- [Work order]
Repeat each line of the records below exactly.

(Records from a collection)
------------------------

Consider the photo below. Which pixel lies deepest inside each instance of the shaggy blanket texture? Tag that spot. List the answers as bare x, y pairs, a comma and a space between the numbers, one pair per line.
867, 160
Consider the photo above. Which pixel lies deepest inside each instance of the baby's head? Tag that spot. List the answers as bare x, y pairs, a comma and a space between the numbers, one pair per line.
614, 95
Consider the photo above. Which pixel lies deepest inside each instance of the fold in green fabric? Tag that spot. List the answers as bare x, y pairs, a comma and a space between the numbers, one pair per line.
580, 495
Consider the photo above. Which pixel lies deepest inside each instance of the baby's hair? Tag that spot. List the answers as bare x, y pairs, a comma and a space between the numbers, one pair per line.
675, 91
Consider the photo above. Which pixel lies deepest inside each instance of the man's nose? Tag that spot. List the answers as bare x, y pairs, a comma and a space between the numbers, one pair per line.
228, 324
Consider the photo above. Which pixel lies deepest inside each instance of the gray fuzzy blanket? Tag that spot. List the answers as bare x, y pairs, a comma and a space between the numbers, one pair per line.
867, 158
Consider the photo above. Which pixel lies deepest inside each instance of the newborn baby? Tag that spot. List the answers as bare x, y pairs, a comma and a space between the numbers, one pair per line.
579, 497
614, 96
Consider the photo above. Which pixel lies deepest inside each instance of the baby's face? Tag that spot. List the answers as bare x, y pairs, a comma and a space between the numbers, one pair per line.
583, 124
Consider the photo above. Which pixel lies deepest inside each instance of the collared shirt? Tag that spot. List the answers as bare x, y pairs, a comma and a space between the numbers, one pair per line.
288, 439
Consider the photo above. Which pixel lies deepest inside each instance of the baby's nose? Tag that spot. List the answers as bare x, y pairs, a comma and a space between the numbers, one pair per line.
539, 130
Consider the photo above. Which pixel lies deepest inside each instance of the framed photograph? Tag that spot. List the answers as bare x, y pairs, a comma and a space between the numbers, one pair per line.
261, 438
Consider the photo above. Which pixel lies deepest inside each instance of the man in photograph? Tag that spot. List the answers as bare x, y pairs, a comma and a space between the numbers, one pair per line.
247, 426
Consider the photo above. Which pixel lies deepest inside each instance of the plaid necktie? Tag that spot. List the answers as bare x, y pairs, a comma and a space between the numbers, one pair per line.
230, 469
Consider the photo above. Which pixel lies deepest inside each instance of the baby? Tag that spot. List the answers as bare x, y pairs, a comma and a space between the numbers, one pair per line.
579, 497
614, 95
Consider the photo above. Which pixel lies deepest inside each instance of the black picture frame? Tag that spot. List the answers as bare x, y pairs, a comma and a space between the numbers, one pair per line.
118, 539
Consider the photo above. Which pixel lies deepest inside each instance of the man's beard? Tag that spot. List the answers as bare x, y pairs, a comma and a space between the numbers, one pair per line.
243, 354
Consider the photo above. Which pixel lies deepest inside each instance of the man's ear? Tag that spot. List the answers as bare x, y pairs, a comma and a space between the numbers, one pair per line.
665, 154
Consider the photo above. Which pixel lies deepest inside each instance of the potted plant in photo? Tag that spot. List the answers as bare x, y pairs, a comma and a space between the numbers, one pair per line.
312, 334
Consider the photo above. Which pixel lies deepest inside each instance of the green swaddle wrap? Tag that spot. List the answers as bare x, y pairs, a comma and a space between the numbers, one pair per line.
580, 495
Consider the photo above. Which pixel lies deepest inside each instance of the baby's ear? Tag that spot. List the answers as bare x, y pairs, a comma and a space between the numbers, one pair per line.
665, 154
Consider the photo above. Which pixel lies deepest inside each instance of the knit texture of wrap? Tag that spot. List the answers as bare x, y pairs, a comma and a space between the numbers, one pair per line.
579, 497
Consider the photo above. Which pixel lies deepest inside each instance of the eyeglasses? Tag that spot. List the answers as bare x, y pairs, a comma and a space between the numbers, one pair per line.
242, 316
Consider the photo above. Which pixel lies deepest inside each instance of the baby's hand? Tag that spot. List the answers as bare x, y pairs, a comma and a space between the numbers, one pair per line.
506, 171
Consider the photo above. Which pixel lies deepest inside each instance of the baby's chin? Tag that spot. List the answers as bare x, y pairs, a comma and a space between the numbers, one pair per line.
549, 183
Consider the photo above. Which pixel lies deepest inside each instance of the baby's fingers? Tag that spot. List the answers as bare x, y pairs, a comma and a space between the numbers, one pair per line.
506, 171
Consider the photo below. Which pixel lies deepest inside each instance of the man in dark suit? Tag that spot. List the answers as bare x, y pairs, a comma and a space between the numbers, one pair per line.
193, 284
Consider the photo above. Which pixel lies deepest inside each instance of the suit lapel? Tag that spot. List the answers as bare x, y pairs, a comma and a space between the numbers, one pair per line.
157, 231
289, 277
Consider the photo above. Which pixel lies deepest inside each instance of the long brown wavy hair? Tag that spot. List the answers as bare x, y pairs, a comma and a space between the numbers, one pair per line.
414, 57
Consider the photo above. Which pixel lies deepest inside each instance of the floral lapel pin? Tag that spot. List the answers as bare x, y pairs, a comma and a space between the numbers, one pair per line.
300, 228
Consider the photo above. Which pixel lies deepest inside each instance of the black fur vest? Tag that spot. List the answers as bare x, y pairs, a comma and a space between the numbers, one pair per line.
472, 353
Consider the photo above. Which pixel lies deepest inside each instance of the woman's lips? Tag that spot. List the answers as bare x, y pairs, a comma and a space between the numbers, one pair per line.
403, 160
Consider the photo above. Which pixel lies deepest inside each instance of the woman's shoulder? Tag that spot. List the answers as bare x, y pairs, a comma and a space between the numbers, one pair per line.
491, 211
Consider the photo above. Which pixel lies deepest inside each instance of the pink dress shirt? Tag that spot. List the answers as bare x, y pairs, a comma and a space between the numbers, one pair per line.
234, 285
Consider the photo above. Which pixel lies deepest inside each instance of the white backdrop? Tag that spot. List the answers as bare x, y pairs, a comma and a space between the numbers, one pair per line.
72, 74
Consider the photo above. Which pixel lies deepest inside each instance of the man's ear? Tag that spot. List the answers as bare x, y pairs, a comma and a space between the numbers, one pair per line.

------------------------

- [Exercise response]
Consider the photo below. Which pixel lies deepest inside each instance of the shaggy blanket texture? Tag that spot. List the answers as bare x, y pairs, a comma and a space between the numbers, one pair per line.
867, 160
Consider the photo above. Which pixel lies deepest inside each instance of the baby's head? Tag that spot. List the answers as bare x, y pairs, a comma and a space between the numbers, one pair per line.
614, 95
Consider the photo above. Which pixel lies deepest inside each instance of the fold in green fabric? Tag that spot. List the answers as bare x, y pairs, a comma and a space between the numbers, one pair per line.
580, 495
Consider the photo above. Which pixel lies deepest inside each instance of the baby's hair? Tag that spot. List the answers as bare x, y pairs, a comma and a space between the numbers, one pair per line.
675, 91
Consider the photo above. Which pixel lies deepest inside each instance of the man's nose? Tag that spot. List the answers as bare x, y pairs, a comma and a space between the numbers, one pair per line.
228, 324
Consider the photo above. Which pixel lies deepest inside each instance of the gray fuzzy blanket? Tag that spot. List the answers as bare x, y pairs, a comma and a space between the numbers, one pair per line.
867, 158
Consider the photo above. Which pixel lies deepest inside each instance of the newborn baby? Tag that spot. List the answers as bare x, y pairs, a comma and a space between the numbers, one pair per line.
579, 497
614, 96
Consider the photo above. Which pixel lies deepest inside each instance of the baby's face? Tag that spot. List the answers as bare x, y pairs, a comma and a space between the numbers, one pair per line.
583, 124
Consider the photo above. Which pixel lies deepest inside each instance of the collared shirt? Tag that spot. List the answers as bare x, y pairs, a comma and a space between the numbers, one pair per line.
288, 439
Consider the photo above. Which pixel lies deepest inside each instance of the baby's nose? Tag that spot. List the answers as bare x, y pairs, a comma and a space between the numbers, one pair per line.
539, 130
Consider the photo above. Which pixel lies deepest inside each instance of the framed photograph? Tag that spot. List the answers as bare x, y pairs, a comma and a space between the numbers, one pair per line.
261, 438
Consider the photo above. Which pixel lies deepest inside each instance of the man in photograph? Tag that spot. List the answers as bare x, y pairs, a comma and a space between the numbers, one pair per line.
247, 426
Consider the photo above. Which pixel lies deepest inside each instance of the plaid necktie? Tag that spot. List the answers as bare x, y pairs, a comma and a space between the numbers, one pair per line.
230, 469
Consider the photo above. Which pixel lies deepest inside each instance of the baby? Tag that spot. List the answers as bare x, y pairs, a comma and a space between the numbers, one pair per line.
579, 497
614, 95
Consider the photo above. Which pixel lies deepest inside each instance of the black picture frame? Tag that spot. List the answers as bare x, y pairs, a comma and a space between the numbers, one pair per line.
118, 539
Consider the photo above. Which pixel lies deepest inside each instance of the man's beard? Tag that spot. List the answers as bare x, y pairs, a comma and a space between the numbers, one pair per line.
243, 354
Consider the photo above. Which pixel lies deepest inside each instance of the man's ear? Tag that spot. List the answers as bare x, y pairs, a comma and a space between the numbers, one pair per line.
665, 154
Consider the photo above. Which pixel lies deepest inside each instance of the potted plant in photo? Tag that spot. List the answers as bare x, y pairs, a comma and a space between the numbers, one pair per line.
312, 334
Consider the photo above. Which pixel lies deepest inside each instance of the green swaddle wrap? Tag that spot. List the answers as bare x, y pairs, a comma and a space between the numbers, one pair per line.
580, 495
Consider the photo above. Which pixel lies deepest inside each instance of the baby's ear? Tag that spot. List the answers as bare x, y pairs, a comma and a space between the numbers, one pair per line.
665, 154
Consider the photo above. Which pixel lies deepest inside each instance of the knit texture of wrap? Tag that spot. List the answers as bare x, y pairs, a comma and a space between the numbers, one pair per line.
579, 497
Consider the photo above. Which pixel lies deepest inside each instance of the eyeglasses? Tag that spot. List the answers as bare x, y pairs, a comma and a space between the numbers, one pair per line.
242, 316
Consider the photo above. Which pixel lies deepest inside each instance of the baby's hand? Tag that spot. List the answers as bare x, y pairs, a comma and a space between the numbers, one pair per line.
506, 171
Consider the photo above. Which pixel lies deepest inside each instance of the baby's chin? Tag that spot. List the answers as bare x, y pairs, a comma and a space between the numbers, one pair per line.
549, 183
Consider the photo above. Which pixel lies deepest inside each instance of the baby's fingers? Tag that spot. List the answers as bare x, y pairs, a comma and a space between the numbers, one pair per line.
506, 171
Consider the photo below. Which pixel lies deepest inside each instance of the man in dark suit? Tag that spot. List the answers as bare x, y pairs, a comma and a space between the numbers, one pair per line.
193, 284
Consider the photo above. Which pixel lies deepest inside each instance of the suit lapel? Tag that spot. List the answers as bare x, y pairs, a comma and a space between the numbers, one pair per line.
157, 231
289, 277
Consider the photo above. Which pixel lies deepest inside each instance of the long brown wavy hair? Tag that spot. List the answers as bare x, y pairs, a comma and a space between the numbers, one pair per line.
414, 57
Consider the photo above. Which pixel lies deepest inside each instance of the floral lapel pin? Tag that spot. List the answers as bare x, y pairs, a comma and a space between the numbers, one pair per line.
300, 228
Consider the photo above. Which pixel lies deepest inside each instance of the black fur vest? Tag that spot. List the answers as bare x, y pairs, a comma and a space between the numbers, one pair per line.
472, 353
Consider the photo above. Which pixel lies deepest inside each instance of the woman's lips? Tag that spot. List the answers as bare x, y pairs, a comma and a space between the numbers, one pair per line.
403, 160
Consider the photo above. Which pixel lies deepest inside each instance of the woman's shoulder? Tag that spot. List the answers as bare x, y pairs, a comma and a space between the numbers, one pair per line.
491, 211
Consider the photo above. Which pixel lies deepest inside each instance of the pink dress shirt? Tag that spot. List the answers as bare x, y pairs, a comma and a space between the numbers, one pair per line.
234, 285
Consider the photo above. Which pixel lies deepest inside each instance of the white backdrop? Tag that spot. List the answers as bare x, y pairs, a comma and a space between the numbers, one pair per line.
72, 74
Consider the photo above. Which pixel lies deepest inside each instance of the man's ear? Tag that spot. List the answers as bare x, y pairs, a comma and a space between the numbers, one pair per line.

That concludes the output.